Selected excerpt>
● ● ● ●
43

I have a typical producer-consumer problem:

Multiple producer applications write job requests to a job-table on a PostgreSQL database.

The job requests have a state field that starts contains QUEUED on creation.

There are multiple consumer applications that are notified by a rule when a producer inserts a new record:

CREATE OR REPLACE RULE "jobrecord.added" AS
  ON INSERT TO jobrecord DO 
  NOTIFY "jobrecordAdded";

They will try to reserve a new record by setting its state to RESERVED. Of course, only one consumer should succeed. All other consumers should not be able to reserve the same record. They should instead reserve other records with state=QUEUED.

Example: some producer added the following records to table jobrecord:

id state  owner  payload
------------------------
1 QUEUED null   <data>
2 QUEUED null   <data>
3 QUEUED null   <data>
4 QUEUED null   <data>

now, two consumers A, B want to process them. They start running at the same time. One should reserve id 1, the other one should reserve id 2, then the first one who finishes should reserve id 3 and so on..

In a pure multithreaded world, I would use a mutex to control access to the job queue, but the consumers are different processes that may run on different machines. They only access the same database, so all synchronization must happen through the database.

I read a lot of documentation about concurrent access and locking in PostgreSQL, e.g. http://www.postgresql.org/docs/9.0/interactive/explicit-locking.html Select unlocked row in Postgresql PostgreSQL and locking

From these topics, I learned, that the following SQL statement should do what I need:

UPDATE jobrecord
  SET owner= :owner, state = :reserved 
  WHERE id = ( 
     SELECT id from jobrecord WHERE state = :queued 
        ORDER BY id  LIMIT 1 
     ) 
  RETURNING id;  // will only return an id when they reserved it successfully

Unfortunately, when I run this in multiple consumer processes, in about 50% of the time, they still reserve the same record, both processing it and one overwriting the changes of the other.

What am I missing? How do I have to write the SQL statement so that multiple consumers will not reserve the same record?
● ● ● ●
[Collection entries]
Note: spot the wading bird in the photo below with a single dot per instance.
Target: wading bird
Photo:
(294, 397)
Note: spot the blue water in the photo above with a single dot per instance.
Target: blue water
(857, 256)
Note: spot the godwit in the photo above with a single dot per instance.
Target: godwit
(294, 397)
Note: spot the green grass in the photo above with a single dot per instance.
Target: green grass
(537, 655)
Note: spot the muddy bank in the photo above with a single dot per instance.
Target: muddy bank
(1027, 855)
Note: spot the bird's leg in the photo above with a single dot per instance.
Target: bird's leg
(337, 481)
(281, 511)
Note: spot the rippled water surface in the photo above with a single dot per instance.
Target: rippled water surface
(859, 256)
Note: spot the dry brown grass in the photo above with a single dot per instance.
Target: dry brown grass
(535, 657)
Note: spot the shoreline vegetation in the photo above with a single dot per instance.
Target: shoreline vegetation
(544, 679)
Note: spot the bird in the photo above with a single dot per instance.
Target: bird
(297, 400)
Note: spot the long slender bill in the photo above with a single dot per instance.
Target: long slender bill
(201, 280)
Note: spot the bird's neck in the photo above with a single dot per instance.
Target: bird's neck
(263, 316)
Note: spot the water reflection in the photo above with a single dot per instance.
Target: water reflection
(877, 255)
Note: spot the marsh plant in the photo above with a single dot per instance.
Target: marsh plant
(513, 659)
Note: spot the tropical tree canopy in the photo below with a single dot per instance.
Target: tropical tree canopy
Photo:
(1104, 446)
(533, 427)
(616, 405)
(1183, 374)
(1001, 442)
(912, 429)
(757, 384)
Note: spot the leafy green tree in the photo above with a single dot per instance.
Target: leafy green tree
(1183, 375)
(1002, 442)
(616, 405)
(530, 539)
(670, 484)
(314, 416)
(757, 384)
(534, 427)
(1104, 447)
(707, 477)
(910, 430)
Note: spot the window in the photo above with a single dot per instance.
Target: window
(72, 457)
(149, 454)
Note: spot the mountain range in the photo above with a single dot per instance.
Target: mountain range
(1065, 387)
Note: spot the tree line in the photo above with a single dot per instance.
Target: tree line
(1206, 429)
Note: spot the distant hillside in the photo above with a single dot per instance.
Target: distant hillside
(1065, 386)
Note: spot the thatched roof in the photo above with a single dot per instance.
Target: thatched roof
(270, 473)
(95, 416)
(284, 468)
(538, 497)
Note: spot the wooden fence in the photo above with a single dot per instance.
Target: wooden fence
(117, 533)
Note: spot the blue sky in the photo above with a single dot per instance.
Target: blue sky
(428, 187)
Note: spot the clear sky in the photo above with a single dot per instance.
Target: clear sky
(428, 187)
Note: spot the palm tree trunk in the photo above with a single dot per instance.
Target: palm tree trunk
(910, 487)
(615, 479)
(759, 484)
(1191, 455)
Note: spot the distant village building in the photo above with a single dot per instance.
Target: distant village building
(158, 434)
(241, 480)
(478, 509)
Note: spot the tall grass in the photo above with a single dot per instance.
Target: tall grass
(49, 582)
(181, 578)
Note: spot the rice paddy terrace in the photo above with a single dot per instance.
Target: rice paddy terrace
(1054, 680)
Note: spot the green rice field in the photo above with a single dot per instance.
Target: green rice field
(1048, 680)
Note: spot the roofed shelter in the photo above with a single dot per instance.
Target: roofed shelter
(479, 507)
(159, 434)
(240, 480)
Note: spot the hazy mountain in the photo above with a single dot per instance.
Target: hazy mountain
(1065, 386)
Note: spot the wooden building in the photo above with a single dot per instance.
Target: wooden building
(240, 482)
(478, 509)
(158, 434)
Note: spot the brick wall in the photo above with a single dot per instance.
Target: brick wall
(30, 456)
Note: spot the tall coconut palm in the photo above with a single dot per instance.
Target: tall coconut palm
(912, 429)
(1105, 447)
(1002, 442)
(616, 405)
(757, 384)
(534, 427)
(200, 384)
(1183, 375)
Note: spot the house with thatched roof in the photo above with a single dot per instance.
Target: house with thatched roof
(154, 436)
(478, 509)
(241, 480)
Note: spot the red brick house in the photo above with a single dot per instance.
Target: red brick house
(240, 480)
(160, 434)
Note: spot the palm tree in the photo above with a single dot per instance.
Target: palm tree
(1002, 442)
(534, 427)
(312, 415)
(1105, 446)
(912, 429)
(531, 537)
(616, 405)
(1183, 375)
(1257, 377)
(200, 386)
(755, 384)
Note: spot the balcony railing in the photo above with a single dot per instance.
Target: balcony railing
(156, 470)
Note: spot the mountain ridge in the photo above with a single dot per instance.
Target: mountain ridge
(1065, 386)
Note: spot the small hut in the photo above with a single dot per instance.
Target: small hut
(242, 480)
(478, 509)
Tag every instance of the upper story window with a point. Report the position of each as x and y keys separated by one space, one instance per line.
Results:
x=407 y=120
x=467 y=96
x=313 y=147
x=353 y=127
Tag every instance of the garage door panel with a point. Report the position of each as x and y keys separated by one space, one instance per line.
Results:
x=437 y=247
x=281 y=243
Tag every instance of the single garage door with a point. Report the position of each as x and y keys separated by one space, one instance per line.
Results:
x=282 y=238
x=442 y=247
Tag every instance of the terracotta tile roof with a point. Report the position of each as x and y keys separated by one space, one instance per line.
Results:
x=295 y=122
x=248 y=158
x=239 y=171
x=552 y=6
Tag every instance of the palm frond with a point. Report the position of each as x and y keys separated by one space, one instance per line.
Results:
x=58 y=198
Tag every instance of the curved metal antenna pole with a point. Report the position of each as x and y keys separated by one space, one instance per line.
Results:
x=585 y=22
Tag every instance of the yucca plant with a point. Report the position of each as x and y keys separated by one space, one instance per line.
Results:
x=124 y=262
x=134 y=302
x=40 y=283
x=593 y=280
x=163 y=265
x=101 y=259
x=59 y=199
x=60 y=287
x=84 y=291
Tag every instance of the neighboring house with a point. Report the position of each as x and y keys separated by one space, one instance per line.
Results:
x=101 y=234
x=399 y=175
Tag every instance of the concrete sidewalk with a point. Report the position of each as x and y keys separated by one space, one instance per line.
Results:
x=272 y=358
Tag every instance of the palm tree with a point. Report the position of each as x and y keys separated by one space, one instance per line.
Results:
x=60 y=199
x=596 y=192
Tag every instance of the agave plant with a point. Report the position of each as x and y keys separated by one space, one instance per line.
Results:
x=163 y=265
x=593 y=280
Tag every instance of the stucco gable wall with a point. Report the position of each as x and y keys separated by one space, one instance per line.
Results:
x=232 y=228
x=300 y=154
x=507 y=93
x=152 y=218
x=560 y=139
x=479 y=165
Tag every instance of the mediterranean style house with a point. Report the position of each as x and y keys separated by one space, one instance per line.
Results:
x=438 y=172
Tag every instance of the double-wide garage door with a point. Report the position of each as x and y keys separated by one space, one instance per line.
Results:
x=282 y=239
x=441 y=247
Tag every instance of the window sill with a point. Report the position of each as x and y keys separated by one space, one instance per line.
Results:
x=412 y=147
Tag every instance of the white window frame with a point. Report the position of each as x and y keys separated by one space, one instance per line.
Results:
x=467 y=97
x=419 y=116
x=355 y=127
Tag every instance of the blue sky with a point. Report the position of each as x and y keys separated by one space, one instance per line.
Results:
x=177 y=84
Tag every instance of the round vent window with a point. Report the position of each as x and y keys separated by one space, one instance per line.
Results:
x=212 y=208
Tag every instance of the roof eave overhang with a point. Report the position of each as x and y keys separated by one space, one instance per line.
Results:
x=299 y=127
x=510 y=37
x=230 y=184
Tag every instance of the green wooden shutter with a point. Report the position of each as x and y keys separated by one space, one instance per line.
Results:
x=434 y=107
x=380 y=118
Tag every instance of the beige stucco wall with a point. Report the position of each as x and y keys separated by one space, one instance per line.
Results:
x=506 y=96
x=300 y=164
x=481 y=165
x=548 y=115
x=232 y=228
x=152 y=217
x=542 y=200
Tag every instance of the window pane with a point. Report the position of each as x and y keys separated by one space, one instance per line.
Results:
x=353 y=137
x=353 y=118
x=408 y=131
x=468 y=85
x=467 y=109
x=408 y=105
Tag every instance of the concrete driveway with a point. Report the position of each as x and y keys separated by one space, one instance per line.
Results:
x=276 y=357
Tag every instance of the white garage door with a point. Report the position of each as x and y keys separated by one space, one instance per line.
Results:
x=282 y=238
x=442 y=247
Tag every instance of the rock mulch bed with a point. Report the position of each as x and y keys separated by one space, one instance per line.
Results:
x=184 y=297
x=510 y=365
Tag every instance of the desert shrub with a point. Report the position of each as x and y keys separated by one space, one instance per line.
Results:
● ● ● ●
What is required>
Carry on the post about reserving PostgreSQL job records with concurrent consumers, starting after its last sentence.

Exercise output>
G S
  • 35,511
  • 22
  • 84
  • 118
code_talker
  • 531
  • 1
  • 5
  • 5
  • you do that in a transactiuon, isn't it? with a BEGIN and a COMMIT? – regilero Jun 28 '11 at 17:01
  • No, without BEGIN and COMMIT. I tried to do it in a transaction, but then just nothing happens, my consumers do not process anything, the table remains unchanged. Should I use a transaction? – code_talker Jun 29 '11 at 08:09
  • It appears, that the problem with the transaction was the way I used it in my consumer application (which is written in Qt). – code_talker Jun 29 '11 at 16:20
  • ok saw your answer below, maybe you could make an edit with the final working code as this is a quite recurrent question – regilero Jun 29 '11 at 16:29
  • If when you did it inside of a transaction but *nothing* ever happened, my guess is that you didn't commit as the tx would rollback in that case. – apinstein Jul 15 '11 at 02:48

7 Answers7

40

I use postgres for a FIFO queue as well. I originally used ACCESS EXCLUSIVE, which yields correct results in high concurrency, but has the unfortunate effect of being mutually exclusive with pg_dump, which acquires a ACCESS SHARE lock during its execution. This causes my next() function to lock for a very long time (the duration of the pg_dump). This was not acceptable since we are a 24x7 shop and customers didn't like the dead time on the queue in the middle of the night.

I figured there must be a less-restrictive lock which would still be concurrent-safe and not lock while pg_dump is running. My search led me to this SO post.

Then I did some research.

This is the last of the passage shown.